**QUOTED TEXT**.

Helmrich testified that he had implemented
a verbal policy during his
visit to Durban during April 2001. Jooste and the applicant were
aware of the instructions. Moreover,
the applicant had admitted
receiving a written instruction on 20 November 2001 that a minor
works contract must be used for work
in excess of R100 000. The
applicant had not used the contract. Her explanation at the
arbitration was that she was under extreme
pressure. So it was
submitted for first respondent at the arbitration.
[8] On this charge the second
respondent reasoned as follows:
"Frankly, it is not my
intention to make a credibility finding and to determine whether, in
fact, Mr Helmrich did present
a seven point procedure in the
form of an instruction or not. I believe that it is common cause
that at least some of the so-called
points have been communicated and
accepted by the Employee. This relates to:
1. the fact that in event of a
large tenant installation work, the tenant installation manager would
be obliged to obtain three
tenders/quotes for such work.
2. that
in relation to larger works, the tenant installation manager and the
Regional Manager would be obliged to complete a Minor
Works Contract,
which would have to be signed by the manager and the Regional
Manager, as well as the contractor.
3. that
a proper evaluation process would have to be followed in relation to
adjudicating the tenders submitted; and
4. that
the procedure followed would have to be above board and, more
particularly, in relation to the Employee where Mr Don
James
and/or his companies had submitted quotations/tenders. Particular
care would have to be taken that the procedure was 'wholly
above
board'."
[9] The second respondent
agreed with the first respondent's witness that the applicant's
failure to ensure that the contract with
James, on behalf of his
firm, Woodford Interiors, was duly signed by the parties, was grossly
negligent as the purpose of the contract
was to pass risk to the
contractor, James. This was especially important in the FNB contract
as the first respondent was in a
position of possible risk and
potential prejudice because the tender was subject to remeasurement.
The second respondent found
that:
"the instruction issued by
Fred de Witt relating to the Minor Works Contract was clear and
unambiguous. I believe that the
Employee's oversight relating to
such a large piece of work - the largest that year - is unacceptable.
I believe for her to say
it was merely an oversight, in my view, is
not acceptable. I believe the position is compounded by the fact
that she was aware
that in relation to Don James/Woodford Interiors,
every effort should be made to ensure that the process was above
board. She
said that she assumed that Mr Jooste would follow
the accepted process. However, as a signatory to the Minor Works
Contract,
the Employee must have known, or ought to have known, that
no written contract was presented to the successful contractor. I
agree
with Mr van der Merwe when he said that given the fact
that the tender was subject to re - measurement, it was more
necessary
to reduce the terms to writing to ensure that a final price
had been agreed upon. Not to do so, in my view, is negligent. It is

my view that the tender process in relation to FNB fell short at
least in three senses, and as the responsible Regional Manager,
it is
my view that the Employee was grossly negligent in not ensuring that
a proper process was followed. I say this also in the
light of the
fact that Mr Helmrich had already expressed his concerns as
early as April 2001 and the audit report had been
received during the
middle of that year. This, coupled with Mr de Witt's e-mail of
20 November, should have made the Employee
more alert and aware of
what was required. I therefore find the employee guilty of charge
1."

**ITEMS**.

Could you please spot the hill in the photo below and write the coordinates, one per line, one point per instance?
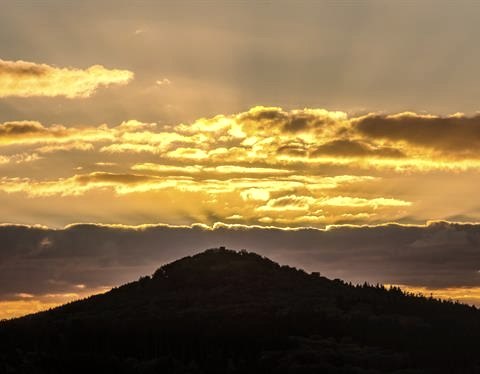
(223, 311)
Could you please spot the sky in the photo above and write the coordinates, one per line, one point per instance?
(340, 137)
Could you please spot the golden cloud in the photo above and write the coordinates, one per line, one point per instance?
(27, 79)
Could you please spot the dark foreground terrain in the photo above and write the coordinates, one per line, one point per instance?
(236, 312)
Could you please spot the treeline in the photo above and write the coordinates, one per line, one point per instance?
(228, 312)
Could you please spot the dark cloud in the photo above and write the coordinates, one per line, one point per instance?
(112, 178)
(459, 134)
(21, 128)
(352, 148)
(37, 260)
(22, 69)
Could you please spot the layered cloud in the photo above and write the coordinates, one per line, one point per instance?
(40, 267)
(265, 166)
(27, 79)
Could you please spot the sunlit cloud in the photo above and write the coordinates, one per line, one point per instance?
(26, 79)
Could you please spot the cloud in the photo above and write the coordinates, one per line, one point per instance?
(456, 135)
(96, 256)
(242, 164)
(27, 79)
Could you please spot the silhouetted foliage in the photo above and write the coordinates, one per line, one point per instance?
(223, 311)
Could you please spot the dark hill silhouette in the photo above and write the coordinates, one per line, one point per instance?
(223, 311)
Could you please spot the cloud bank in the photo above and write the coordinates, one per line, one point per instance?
(28, 79)
(42, 265)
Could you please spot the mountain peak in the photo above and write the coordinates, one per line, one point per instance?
(225, 311)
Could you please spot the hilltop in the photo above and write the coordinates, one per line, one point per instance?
(222, 311)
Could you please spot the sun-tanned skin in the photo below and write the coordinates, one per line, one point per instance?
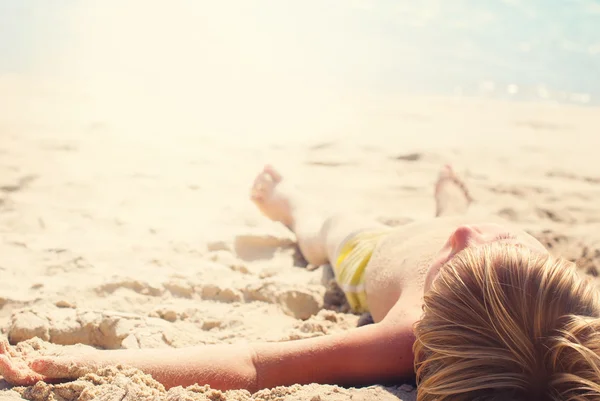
(401, 269)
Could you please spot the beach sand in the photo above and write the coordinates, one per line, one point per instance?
(119, 238)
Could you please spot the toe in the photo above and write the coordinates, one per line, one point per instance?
(274, 174)
(5, 348)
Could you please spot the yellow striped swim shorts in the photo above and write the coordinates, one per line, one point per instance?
(349, 269)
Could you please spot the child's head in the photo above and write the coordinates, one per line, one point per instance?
(501, 322)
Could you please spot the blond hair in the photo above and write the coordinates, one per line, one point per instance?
(505, 323)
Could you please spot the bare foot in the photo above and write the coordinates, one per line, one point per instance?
(273, 196)
(451, 193)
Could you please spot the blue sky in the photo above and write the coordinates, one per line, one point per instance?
(360, 45)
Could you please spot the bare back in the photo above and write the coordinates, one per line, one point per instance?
(397, 269)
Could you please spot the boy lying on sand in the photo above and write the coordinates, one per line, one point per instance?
(477, 309)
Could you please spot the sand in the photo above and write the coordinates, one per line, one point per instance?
(114, 237)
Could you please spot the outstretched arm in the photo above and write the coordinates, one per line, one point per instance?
(375, 353)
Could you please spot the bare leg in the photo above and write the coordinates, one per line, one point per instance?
(451, 194)
(319, 233)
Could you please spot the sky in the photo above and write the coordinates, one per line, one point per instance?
(271, 60)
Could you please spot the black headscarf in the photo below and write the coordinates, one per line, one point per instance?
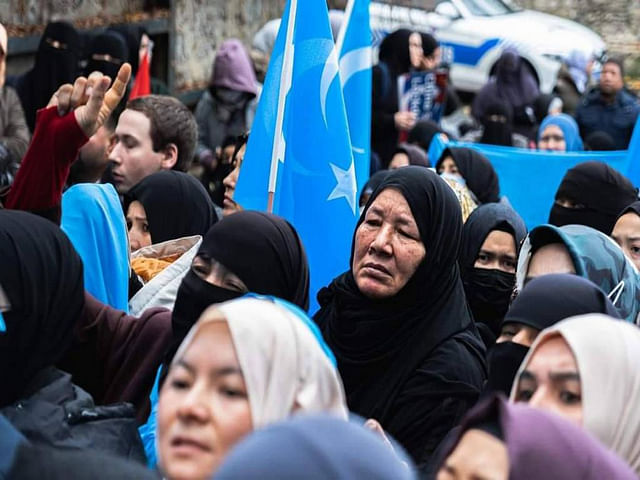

**INSTRUCTIONS TO FOLLOW**.
Repeat the arbitration passage verbatim, starting at "[9] The second" and ending at "subject to remeasurement.".

**FINISHED ANSWER**.
[9] The second respondent
agreed with the first respondent's witness that the applicant's
failure to ensure that the contract with
James, on behalf of his
firm, Woodford Interiors, was duly signed by the parties, was grossly
negligent as the purpose of the contract
was to pass risk to the
contractor, James. This was especially important in the FNB contract
as the first respondent was in a
position of possible risk and
potential prejudice because the tender was subject to remeasurement.